RECORDS PROVIDED Start Marker
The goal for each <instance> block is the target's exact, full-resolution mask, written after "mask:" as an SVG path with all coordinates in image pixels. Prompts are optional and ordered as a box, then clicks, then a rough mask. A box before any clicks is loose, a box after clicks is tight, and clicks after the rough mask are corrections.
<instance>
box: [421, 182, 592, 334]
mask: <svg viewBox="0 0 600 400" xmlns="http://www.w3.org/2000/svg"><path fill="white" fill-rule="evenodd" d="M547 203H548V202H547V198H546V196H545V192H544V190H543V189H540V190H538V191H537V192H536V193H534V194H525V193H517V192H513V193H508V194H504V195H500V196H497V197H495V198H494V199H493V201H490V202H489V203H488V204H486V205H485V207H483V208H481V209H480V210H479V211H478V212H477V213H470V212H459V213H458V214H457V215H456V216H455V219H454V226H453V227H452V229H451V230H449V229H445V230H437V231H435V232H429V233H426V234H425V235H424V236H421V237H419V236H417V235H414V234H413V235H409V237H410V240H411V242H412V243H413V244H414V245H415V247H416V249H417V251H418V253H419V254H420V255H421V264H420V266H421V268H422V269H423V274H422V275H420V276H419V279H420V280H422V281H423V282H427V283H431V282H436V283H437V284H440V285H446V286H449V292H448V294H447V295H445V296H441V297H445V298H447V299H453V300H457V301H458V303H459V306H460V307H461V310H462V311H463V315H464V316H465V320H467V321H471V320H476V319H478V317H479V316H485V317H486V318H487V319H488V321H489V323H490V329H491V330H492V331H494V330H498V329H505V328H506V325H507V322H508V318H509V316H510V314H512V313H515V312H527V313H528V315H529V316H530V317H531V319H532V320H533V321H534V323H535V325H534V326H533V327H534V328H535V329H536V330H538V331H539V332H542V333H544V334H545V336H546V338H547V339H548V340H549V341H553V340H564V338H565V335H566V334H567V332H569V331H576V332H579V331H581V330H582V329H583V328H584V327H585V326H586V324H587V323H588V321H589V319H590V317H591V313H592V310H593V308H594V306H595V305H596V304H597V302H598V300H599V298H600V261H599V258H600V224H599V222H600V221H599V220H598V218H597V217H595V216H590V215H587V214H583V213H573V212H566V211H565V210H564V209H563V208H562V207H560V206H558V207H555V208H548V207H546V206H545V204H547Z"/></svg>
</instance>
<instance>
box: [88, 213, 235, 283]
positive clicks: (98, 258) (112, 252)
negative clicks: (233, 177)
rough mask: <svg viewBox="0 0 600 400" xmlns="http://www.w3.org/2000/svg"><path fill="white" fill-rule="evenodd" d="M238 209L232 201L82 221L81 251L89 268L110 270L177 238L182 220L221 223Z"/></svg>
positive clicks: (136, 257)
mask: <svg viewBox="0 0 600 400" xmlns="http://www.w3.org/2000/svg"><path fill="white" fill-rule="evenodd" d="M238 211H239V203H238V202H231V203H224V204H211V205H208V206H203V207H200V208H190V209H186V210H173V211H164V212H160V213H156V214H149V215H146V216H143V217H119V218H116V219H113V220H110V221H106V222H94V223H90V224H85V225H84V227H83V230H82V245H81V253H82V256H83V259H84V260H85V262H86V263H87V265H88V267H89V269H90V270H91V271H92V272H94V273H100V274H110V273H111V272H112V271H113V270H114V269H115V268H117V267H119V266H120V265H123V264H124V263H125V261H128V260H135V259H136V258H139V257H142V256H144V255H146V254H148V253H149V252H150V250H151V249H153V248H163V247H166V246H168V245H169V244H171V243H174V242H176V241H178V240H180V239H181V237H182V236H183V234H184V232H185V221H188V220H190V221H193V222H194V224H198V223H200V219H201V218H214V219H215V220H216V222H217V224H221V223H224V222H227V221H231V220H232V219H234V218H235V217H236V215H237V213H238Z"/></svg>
RECORDS PROVIDED End Marker
Write the lines above as a JSON list of strings, one string per line, skipping any blank lines.

**RESPONSE TO THE TASK**:
[
  "The goal for each <instance> block is the target's exact, full-resolution mask, written after \"mask:\" as an SVG path with all coordinates in image pixels. Prompts are optional and ordered as a box, then clicks, then a rough mask. A box before any clicks is loose, a box after clicks is tight, and clicks after the rough mask are corrections.",
  "<instance>",
  "box: [421, 182, 592, 334]",
  "mask: <svg viewBox=\"0 0 600 400\" xmlns=\"http://www.w3.org/2000/svg\"><path fill=\"white\" fill-rule=\"evenodd\" d=\"M547 203H548V202H547V198H546V196H545V192H544V190H543V189H540V190H538V191H537V192H536V193H534V194H525V193H517V192H513V193H508V194H504V195H500V196H497V197H495V198H494V199H493V201H490V202H489V203H488V204H486V205H485V207H483V208H481V209H480V210H479V211H478V212H477V213H470V212H459V213H458V214H457V215H456V216H455V219H454V226H453V227H452V229H451V230H449V229H445V230H437V231H435V232H429V233H426V234H425V235H424V236H421V237H419V236H417V235H414V234H413V235H409V237H410V240H411V242H412V243H413V244H414V245H415V247H416V249H417V251H418V253H419V254H420V255H421V264H420V266H421V268H422V269H423V274H422V275H420V276H419V279H420V280H422V281H423V282H427V283H431V282H436V283H437V284H440V285H446V286H449V292H448V294H447V295H445V296H441V297H445V298H447V299H453V300H457V301H458V303H459V306H460V307H461V310H462V311H463V315H464V316H465V320H467V321H471V320H476V319H478V317H479V316H485V317H486V318H487V319H488V321H489V323H490V329H491V330H492V331H494V330H498V329H505V328H506V325H507V322H508V318H509V316H510V314H512V313H515V312H527V313H528V315H529V316H530V317H531V319H532V320H533V321H534V323H535V325H534V326H533V327H534V328H535V329H536V330H538V331H539V332H542V333H544V334H545V336H546V338H547V339H548V340H549V341H553V340H564V338H565V335H566V334H567V332H569V331H576V332H579V331H581V330H582V329H583V328H584V327H585V326H586V324H587V323H588V321H589V319H590V317H591V313H592V310H593V308H594V306H595V305H596V304H597V302H598V300H599V298H600V261H599V258H600V224H599V222H600V221H599V220H598V218H597V217H595V216H590V215H587V214H583V213H573V212H566V211H565V210H564V209H563V208H562V207H560V206H558V207H555V208H548V207H546V206H545V204H547Z\"/></svg>",
  "</instance>",
  "<instance>",
  "box: [88, 213, 235, 283]",
  "positive clicks: (98, 258) (112, 252)",
  "negative clicks: (233, 177)",
  "rough mask: <svg viewBox=\"0 0 600 400\" xmlns=\"http://www.w3.org/2000/svg\"><path fill=\"white\" fill-rule=\"evenodd\" d=\"M238 209L232 201L82 221L81 251L89 268L110 270L177 238L182 220L221 223Z\"/></svg>",
  "positive clicks: (136, 257)",
  "mask: <svg viewBox=\"0 0 600 400\" xmlns=\"http://www.w3.org/2000/svg\"><path fill=\"white\" fill-rule=\"evenodd\" d=\"M238 211H239V203H238V202H231V203H224V204H211V205H208V206H203V207H200V208H190V209H186V210H173V211H164V212H160V213H156V214H149V215H146V216H143V217H119V218H116V219H113V220H110V221H106V222H94V223H90V224H85V225H84V227H83V230H82V245H81V253H82V256H83V259H84V260H85V262H86V263H87V265H88V267H89V269H90V270H91V271H92V272H94V273H100V274H110V273H111V272H112V271H113V270H114V269H115V268H117V267H119V266H120V265H123V264H124V263H125V261H128V260H135V259H136V258H139V257H142V256H144V255H146V254H148V253H149V252H150V250H151V249H153V248H163V247H166V246H168V245H169V244H171V243H174V242H176V241H178V240H180V239H181V237H182V236H183V234H184V232H185V221H188V220H190V221H193V222H194V224H198V223H200V219H201V218H214V219H215V220H216V222H217V224H221V223H224V222H227V221H231V220H232V219H234V218H235V217H236V215H237V213H238Z\"/></svg>"
]